*** Exercise passage ***
It was one of several meetings Nagin is holding outside Louisiana to assure displaced residents that the city will survive and prosper.

But many of the hundreds who filled the domed sanctuary of Pleasant Grove Missionary Baptist Church clearly were not convinced, complaining of an unresponsive state and federal bureaucracy and conflicting reports on how and when one should attempt to reclaim homes and property in New Orleans.

New Orleans is coming back, but it will take time, Nagin said.

When he opened the floor to questions, two lines 50 people deep formed, and a meeting scheduled for two hours stretched into five.

Several people asked if the hardest-hit areas – such as east New Orleans and the Lower Ninth Ward – would be rebuilt.

“I don’t want to invest money gutting and cleaning my house and be told later it’s all over,” said Ingrid LeBlenc, 54, a day- care worker.

Nagin said all areas of New Orleans would be rebuilt.

Ane Coleman, 45, wanted to know who will guarantee that the levees – which broke after Katrina – will hold in the future.

“Why in the name of God would anyone move back to New Orleans if the same thing will happen next year during hurricane season and your house is destroyed again?” she said.

Congress is resisting the city’s billion-dollar requests to rebuild the city’s levees, Nagin said.

Malinda Boucree, a 38-year- old pharmacist, just wants to know how she can reclaim the life she loved in New Orleans.

“I’m living two lives – one in Houston and one in New Orleans,” she said. “The hurricane is over for people who watched it on TV, but it’s not over for us who lived through it.”
*** Entries shown ***
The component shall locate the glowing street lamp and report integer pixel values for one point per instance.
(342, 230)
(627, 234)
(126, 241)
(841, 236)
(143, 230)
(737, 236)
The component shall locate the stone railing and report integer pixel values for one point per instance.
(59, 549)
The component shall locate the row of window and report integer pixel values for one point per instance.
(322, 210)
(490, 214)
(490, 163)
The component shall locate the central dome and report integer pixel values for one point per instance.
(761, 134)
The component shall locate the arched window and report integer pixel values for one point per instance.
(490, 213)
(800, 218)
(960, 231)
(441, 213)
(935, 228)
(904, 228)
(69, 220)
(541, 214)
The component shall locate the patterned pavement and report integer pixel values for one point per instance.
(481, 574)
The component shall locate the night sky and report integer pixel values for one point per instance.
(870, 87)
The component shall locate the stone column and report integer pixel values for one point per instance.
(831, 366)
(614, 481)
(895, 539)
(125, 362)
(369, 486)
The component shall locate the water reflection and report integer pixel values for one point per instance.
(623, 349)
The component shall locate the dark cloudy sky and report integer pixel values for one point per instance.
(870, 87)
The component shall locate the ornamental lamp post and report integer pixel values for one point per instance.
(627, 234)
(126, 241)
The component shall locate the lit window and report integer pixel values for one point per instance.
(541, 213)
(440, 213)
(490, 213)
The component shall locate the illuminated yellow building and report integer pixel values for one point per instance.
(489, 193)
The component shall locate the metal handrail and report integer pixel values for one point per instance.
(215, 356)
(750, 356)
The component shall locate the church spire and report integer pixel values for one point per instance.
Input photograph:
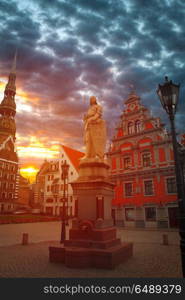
(13, 70)
(8, 106)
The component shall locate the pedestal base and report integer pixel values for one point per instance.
(100, 249)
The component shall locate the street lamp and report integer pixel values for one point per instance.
(168, 94)
(65, 170)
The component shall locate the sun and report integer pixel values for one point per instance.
(29, 172)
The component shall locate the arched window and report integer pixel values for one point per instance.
(130, 127)
(138, 126)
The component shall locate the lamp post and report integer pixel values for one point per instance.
(168, 94)
(65, 169)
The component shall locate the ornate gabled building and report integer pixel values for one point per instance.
(49, 187)
(142, 167)
(8, 155)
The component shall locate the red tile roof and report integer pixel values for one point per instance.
(73, 155)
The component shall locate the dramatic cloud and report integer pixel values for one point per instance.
(69, 50)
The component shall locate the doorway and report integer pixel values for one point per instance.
(173, 213)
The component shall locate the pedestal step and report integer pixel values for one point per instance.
(93, 244)
(79, 257)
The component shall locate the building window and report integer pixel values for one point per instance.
(146, 159)
(128, 189)
(138, 126)
(11, 186)
(49, 200)
(150, 213)
(129, 214)
(148, 187)
(127, 162)
(171, 185)
(130, 127)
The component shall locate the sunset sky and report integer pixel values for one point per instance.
(71, 49)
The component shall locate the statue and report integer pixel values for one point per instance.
(94, 131)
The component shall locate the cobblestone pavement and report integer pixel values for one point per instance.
(151, 258)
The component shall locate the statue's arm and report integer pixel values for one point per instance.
(97, 114)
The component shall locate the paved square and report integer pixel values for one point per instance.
(151, 258)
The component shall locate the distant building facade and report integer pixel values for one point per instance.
(8, 155)
(142, 167)
(49, 187)
(24, 193)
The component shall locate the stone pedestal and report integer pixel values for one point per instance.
(92, 238)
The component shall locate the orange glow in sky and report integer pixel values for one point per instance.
(29, 172)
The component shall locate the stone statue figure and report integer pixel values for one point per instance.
(94, 131)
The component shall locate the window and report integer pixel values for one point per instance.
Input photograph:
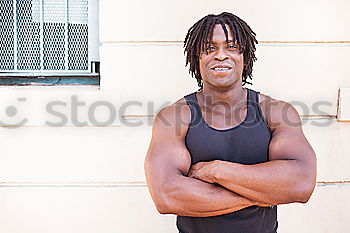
(49, 41)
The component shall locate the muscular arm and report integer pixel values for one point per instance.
(290, 176)
(167, 164)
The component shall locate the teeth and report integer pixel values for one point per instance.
(221, 69)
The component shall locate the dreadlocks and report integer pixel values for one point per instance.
(201, 33)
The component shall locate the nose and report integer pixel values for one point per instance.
(221, 54)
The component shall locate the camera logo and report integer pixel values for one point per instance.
(11, 113)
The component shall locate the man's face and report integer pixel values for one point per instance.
(223, 65)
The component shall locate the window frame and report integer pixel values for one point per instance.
(91, 76)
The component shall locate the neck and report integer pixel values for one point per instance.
(234, 96)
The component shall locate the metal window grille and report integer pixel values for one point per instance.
(44, 36)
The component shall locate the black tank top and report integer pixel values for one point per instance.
(246, 143)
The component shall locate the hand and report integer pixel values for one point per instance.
(202, 171)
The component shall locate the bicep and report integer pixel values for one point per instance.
(288, 140)
(167, 156)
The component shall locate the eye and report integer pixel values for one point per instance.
(231, 46)
(210, 48)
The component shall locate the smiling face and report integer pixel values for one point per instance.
(222, 65)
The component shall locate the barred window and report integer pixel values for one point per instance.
(39, 37)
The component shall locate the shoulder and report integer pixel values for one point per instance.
(279, 114)
(174, 118)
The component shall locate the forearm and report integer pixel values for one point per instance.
(187, 196)
(274, 182)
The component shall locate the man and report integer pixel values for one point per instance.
(224, 157)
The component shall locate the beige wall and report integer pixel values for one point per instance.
(90, 179)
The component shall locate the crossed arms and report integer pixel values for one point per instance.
(220, 187)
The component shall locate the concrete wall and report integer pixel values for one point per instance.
(90, 179)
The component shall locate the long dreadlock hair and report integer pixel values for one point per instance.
(201, 33)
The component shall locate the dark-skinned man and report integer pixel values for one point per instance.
(222, 158)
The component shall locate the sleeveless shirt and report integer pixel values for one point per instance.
(246, 143)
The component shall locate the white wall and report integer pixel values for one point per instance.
(90, 179)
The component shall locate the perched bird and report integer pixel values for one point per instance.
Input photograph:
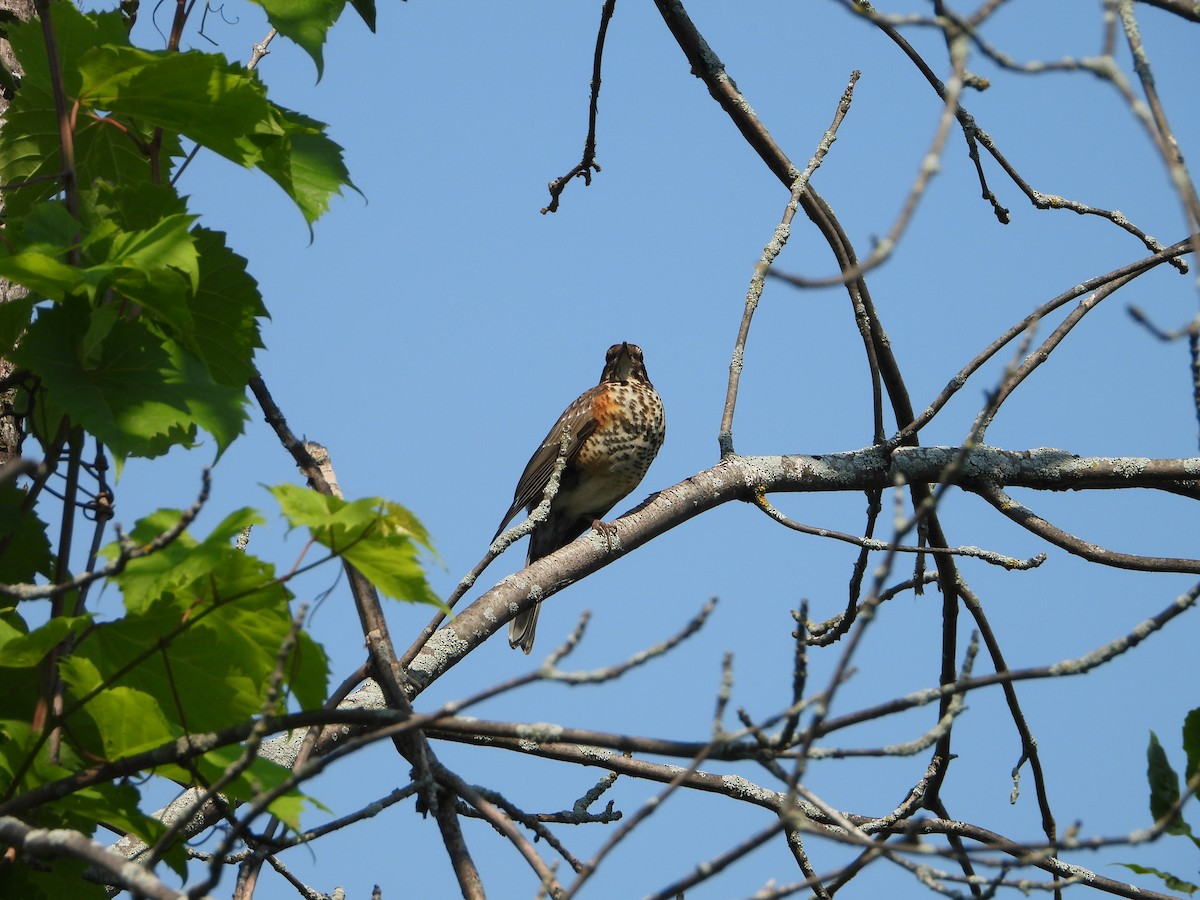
(617, 429)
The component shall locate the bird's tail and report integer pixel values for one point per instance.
(522, 628)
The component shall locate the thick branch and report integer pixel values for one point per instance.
(739, 478)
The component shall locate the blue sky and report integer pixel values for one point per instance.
(436, 325)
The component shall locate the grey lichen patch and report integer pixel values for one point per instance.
(742, 787)
(604, 539)
(540, 732)
(442, 646)
(1131, 467)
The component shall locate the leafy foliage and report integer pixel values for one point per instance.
(139, 330)
(1164, 796)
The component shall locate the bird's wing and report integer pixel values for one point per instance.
(532, 486)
***
# Study questions
• 1. Rewrite the New Orleans article from "Ane Coleman, 45, wanted" to "levees, Nagin said.", changing "levees" to "floodwalls" throughout.
• 2. In the New Orleans article, how long did the meeting last after it was scheduled for two hours?
The records are not needed for this work.

# Answers for the exercise
• 1.
Ane Coleman, 45, wanted to know who will guarantee that the floodwalls – which broke after Katrina – will hold in the future.

“Why in the name of God would anyone move back to New Orleans if the same thing will happen next year during hurricane season and your house is destroyed again?” she said.

Congress is resisting the city’s billion-dollar requests to rebuild the city’s floodwalls, Nagin said.

• 2. It stretched into five hours.